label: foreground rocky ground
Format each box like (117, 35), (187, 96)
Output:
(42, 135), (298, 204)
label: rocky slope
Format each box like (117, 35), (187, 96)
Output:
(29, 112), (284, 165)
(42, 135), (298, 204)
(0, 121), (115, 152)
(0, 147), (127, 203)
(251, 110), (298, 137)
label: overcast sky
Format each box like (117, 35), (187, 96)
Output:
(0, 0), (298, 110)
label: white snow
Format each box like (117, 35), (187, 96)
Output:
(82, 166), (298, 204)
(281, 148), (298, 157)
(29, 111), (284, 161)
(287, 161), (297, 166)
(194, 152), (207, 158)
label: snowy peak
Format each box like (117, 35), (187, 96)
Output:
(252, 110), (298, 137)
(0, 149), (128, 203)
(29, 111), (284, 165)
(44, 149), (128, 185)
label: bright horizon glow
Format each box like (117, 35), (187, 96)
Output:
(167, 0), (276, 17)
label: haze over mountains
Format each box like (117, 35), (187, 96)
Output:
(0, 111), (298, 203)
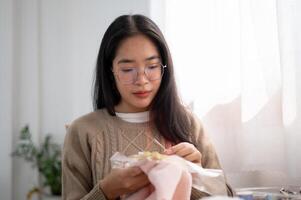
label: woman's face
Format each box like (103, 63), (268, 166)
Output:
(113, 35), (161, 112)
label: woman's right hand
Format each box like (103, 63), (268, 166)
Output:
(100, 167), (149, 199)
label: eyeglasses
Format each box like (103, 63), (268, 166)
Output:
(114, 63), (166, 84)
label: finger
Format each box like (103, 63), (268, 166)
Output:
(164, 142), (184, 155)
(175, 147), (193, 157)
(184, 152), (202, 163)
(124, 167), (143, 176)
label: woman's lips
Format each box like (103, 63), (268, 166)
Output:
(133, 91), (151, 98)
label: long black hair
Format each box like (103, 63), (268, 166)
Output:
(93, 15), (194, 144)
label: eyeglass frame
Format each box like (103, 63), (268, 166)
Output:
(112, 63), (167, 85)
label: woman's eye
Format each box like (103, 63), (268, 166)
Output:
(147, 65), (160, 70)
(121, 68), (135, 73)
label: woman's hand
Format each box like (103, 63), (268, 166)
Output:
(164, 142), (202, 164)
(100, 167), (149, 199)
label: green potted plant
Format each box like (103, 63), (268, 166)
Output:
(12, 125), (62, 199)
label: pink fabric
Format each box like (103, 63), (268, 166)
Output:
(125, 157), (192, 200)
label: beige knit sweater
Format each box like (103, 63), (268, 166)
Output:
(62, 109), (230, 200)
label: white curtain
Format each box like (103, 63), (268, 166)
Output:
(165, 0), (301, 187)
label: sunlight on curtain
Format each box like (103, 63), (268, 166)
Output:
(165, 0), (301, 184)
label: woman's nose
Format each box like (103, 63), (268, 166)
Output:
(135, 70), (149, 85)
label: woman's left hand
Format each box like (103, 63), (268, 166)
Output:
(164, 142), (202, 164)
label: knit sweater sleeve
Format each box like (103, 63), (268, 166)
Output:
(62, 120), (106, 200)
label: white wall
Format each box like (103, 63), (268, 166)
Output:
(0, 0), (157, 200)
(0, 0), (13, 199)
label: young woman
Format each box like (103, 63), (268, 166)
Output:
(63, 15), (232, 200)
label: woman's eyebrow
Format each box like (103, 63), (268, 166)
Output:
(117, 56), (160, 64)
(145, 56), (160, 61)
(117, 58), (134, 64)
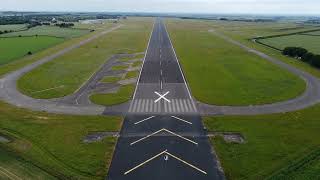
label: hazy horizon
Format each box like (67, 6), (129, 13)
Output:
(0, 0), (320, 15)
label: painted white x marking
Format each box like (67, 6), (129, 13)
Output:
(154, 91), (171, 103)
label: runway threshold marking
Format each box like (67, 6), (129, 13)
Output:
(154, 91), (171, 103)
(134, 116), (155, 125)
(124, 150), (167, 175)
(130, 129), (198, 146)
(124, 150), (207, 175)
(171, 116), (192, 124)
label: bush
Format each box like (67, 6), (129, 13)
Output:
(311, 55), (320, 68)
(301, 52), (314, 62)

※ ※ ※

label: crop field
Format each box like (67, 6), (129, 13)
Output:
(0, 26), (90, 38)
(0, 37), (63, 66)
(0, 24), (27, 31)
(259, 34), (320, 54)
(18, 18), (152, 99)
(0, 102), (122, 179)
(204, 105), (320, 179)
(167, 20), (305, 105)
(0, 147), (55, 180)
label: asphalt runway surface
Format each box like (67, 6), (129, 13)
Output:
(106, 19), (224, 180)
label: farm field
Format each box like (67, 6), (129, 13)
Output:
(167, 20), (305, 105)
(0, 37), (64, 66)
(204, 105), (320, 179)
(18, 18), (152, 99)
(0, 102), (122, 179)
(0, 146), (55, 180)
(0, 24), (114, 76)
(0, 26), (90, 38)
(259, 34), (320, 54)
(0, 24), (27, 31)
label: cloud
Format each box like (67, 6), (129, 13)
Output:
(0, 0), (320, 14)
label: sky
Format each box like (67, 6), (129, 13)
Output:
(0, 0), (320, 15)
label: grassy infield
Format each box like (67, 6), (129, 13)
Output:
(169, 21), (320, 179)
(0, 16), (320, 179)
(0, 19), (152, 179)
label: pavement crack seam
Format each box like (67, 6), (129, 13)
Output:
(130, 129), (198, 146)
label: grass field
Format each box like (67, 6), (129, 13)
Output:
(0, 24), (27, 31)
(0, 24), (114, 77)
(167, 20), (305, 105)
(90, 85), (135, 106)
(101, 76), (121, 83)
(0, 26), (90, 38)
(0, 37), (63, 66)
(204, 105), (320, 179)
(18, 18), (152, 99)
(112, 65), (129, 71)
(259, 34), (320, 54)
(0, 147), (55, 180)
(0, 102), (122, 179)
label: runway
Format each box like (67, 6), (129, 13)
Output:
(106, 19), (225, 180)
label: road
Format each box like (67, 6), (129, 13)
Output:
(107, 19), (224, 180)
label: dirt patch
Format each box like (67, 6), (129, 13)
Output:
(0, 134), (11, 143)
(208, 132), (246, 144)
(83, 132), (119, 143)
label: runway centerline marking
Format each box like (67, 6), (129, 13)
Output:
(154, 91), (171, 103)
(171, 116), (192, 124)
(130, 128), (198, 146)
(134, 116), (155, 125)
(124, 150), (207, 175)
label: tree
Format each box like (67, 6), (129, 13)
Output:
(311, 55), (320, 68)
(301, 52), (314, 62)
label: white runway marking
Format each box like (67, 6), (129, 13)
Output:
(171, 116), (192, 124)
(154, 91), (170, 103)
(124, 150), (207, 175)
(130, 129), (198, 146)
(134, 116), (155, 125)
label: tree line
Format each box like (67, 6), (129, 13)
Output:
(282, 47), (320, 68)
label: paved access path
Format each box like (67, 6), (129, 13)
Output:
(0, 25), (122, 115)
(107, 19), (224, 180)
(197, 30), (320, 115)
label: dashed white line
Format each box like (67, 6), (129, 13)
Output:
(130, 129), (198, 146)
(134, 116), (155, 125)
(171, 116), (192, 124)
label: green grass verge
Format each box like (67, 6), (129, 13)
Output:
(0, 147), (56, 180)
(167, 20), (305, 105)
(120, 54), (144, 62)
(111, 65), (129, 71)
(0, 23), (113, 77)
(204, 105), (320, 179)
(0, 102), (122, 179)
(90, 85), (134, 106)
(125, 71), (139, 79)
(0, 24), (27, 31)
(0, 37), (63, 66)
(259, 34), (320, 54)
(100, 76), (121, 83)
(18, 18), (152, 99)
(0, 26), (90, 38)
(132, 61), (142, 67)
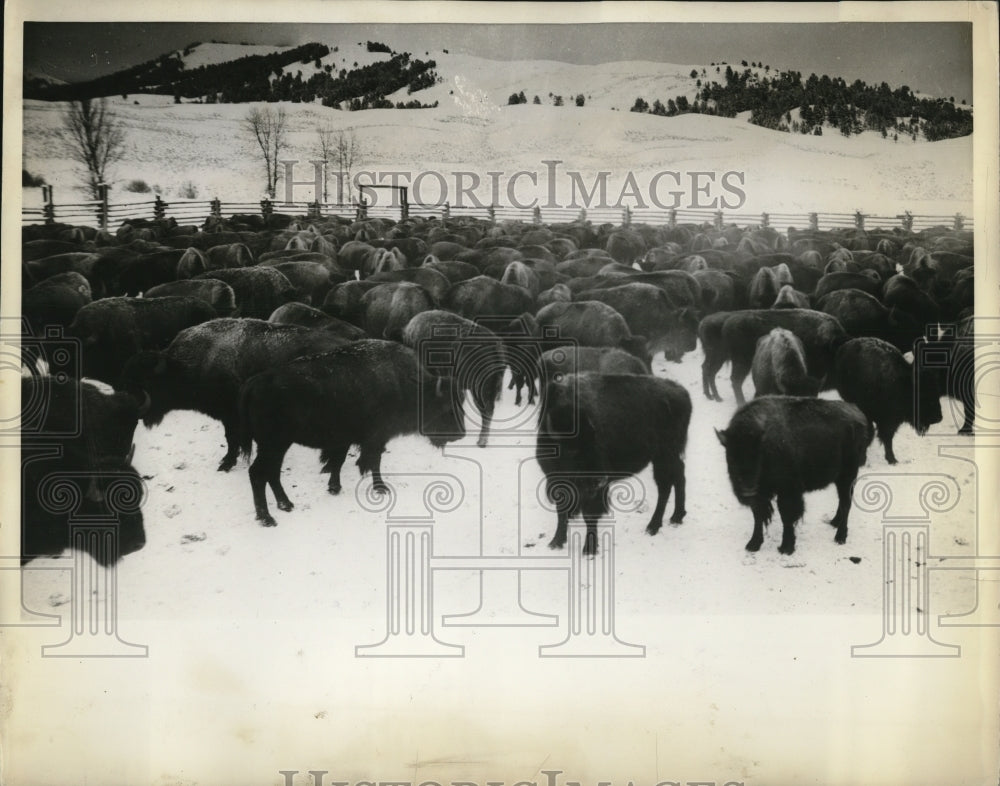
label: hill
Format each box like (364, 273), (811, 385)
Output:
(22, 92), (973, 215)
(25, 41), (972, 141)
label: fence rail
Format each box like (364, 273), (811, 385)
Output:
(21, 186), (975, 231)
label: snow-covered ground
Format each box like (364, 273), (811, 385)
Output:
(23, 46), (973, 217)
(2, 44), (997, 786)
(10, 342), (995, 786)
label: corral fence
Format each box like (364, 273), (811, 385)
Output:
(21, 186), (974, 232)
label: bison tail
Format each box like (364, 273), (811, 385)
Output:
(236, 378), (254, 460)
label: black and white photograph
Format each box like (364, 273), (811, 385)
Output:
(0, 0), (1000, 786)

※ ※ ※

__Requirement__:
Convert the lines above, from the one containing "label: foreground rocky ground" through the one containing "(113, 35), (161, 112)", into a Markdown table with the columns Row and Line text, numbering each row. Skip blank lines and omit the pictures.

__Correct result__:
| Row | Line text |
|---|---|
| 1 | label: foreground rocky ground |
| 2 | Format each box like (117, 35), (187, 96) |
| 3 | Output: |
| 4 | (42, 135), (298, 204) |
| 5 | label: rocky slope |
| 6 | Format each box like (117, 35), (187, 96) |
| 7 | Output: |
| 8 | (29, 112), (284, 165) |
| 9 | (42, 135), (298, 204) |
| 10 | (0, 121), (115, 152) |
| 11 | (0, 147), (127, 203) |
| 12 | (251, 110), (298, 137) |
| 13 | label: overcast sky |
| 14 | Format each box like (117, 35), (187, 96) |
| 15 | Output: |
| 16 | (0, 0), (298, 110) |
| 17 | label: white snow |
| 18 | Format each box like (117, 35), (187, 96) |
| 19 | Output: |
| 20 | (82, 166), (298, 204) |
| 21 | (281, 148), (298, 157) |
| 22 | (29, 111), (284, 161) |
| 23 | (287, 161), (297, 166) |
| 24 | (194, 152), (207, 158) |
| 25 | label: snowy peak |
| 26 | Format each box like (117, 35), (187, 96) |
| 27 | Output: |
| 28 | (252, 110), (298, 137) |
| 29 | (0, 149), (128, 203) |
| 30 | (29, 111), (284, 165) |
| 31 | (44, 149), (128, 185) |
| 32 | label: bright horizon glow |
| 33 | Format each box like (117, 35), (187, 96) |
| 34 | Output: |
| 35 | (167, 0), (276, 17) |
| 36 | label: haze over mountains |
| 37 | Format each box like (117, 35), (187, 96) |
| 38 | Output: |
| 39 | (0, 111), (298, 203) |
| 40 | label: woman's face |
| 41 | Format each box like (103, 63), (268, 166) |
| 42 | Output: |
| 43 | (113, 35), (161, 112) |